Supplied passage:
I ran into a sailor at the opening ceremonies who said he came to our blog to read about any tips and tricks for sailing in the conditions here in Ireland and was disappointed not to find any. I assured him I would have Doug post what he had learned after arriving early and doing Brett Beyer's pre-regatta clinic.
The first day of training in here in Ireland, Doug said the conditions were unlike anything he had ever experienced and said it was like being in a washing machine. After doing the clinic with Brett, he said he had learned a tremendous amount and was doing significantly better.
However, to my disappointment, Doug has refused to share what he has learned. He said that Brett makes his living by coaching and that he did not feel right about sharing what people have to pay to learn. I get his point but the whole purpose of our blog was to freely share anything and everything that Doug has learned or figured out on his own. Not everyone can afford the time or money to arrive early or have coaching and this blog was about sharing information and not hoarding it. Over the years, I have never once heard someone say that Brett has ever refused to answer a question about how to sail in the local conditions, sail settings, etc. Personally, I don't think the answering questions or sharing any tips and tricks for a venue takes away from the value of coaching. What I know that I should do and my ability to actually execute it on the water are two very different things. It took Doug several days of coaching to make improvements. I am quite certain that if he were simply told what he needed to change, it would not have produced the same result as coaching. Only an experienced coach is going to be able to watch you sail and tell you all the little things that you need to work on to see the improvement you want. So, I strongly disagree with Doug's decision to hold back information.

Task prompt: Edit the sailing blog post between "I ran into a" and "Beyer's pre-regatta clinic.", inclusive, changing "blog" to "website".

Dataset content:
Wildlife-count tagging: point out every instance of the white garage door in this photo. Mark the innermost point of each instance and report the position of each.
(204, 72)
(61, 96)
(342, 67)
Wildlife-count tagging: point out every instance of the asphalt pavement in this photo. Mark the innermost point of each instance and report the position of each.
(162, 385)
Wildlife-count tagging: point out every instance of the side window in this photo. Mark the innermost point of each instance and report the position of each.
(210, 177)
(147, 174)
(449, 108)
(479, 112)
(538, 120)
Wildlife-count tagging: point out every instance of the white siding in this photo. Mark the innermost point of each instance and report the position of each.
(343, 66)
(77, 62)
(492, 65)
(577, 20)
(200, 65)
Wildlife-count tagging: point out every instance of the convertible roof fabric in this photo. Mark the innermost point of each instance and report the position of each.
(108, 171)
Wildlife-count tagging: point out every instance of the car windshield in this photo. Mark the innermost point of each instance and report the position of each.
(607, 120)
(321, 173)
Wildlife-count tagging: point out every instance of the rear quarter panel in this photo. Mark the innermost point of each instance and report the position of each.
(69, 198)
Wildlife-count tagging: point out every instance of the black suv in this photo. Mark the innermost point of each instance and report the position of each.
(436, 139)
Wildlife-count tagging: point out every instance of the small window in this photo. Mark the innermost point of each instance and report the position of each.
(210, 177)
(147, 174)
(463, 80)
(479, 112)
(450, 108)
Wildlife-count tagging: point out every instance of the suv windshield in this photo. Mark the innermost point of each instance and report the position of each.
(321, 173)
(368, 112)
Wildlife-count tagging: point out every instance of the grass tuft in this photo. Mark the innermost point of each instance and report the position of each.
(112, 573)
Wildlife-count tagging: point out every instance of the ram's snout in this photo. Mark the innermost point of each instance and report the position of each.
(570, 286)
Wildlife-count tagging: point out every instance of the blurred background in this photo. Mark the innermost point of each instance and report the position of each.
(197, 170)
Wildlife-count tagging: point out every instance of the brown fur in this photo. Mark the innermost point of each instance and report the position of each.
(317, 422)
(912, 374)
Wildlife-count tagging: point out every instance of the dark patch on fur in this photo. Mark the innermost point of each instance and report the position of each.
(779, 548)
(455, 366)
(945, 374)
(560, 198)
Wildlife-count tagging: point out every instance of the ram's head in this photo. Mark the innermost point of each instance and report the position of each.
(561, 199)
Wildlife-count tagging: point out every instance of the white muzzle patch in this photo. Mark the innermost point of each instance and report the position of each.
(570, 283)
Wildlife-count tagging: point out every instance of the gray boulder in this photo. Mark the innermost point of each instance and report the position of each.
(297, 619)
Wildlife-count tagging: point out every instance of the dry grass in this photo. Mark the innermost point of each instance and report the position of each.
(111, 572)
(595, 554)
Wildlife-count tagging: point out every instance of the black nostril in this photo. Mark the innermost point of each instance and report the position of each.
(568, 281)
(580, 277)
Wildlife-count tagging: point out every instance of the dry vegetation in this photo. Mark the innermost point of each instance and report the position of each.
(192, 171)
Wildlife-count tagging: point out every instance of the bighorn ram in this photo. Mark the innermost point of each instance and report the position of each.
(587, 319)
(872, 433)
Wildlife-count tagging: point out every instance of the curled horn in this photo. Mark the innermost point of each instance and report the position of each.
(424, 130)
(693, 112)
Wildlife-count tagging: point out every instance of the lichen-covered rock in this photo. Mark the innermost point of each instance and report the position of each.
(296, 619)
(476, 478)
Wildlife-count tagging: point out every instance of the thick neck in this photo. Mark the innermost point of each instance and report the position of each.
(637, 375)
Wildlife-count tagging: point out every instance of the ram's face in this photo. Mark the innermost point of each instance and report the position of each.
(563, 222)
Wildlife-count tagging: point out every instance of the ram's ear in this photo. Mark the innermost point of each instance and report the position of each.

Solution below:
I ran into a sailor at the opening ceremonies who said he came to our website to read about any tips and tricks for sailing in the conditions here in Ireland and was disappointed not to find any. I assured him I would have Doug post what he had learned after arriving early and doing Brett Beyer's pre-regatta clinic.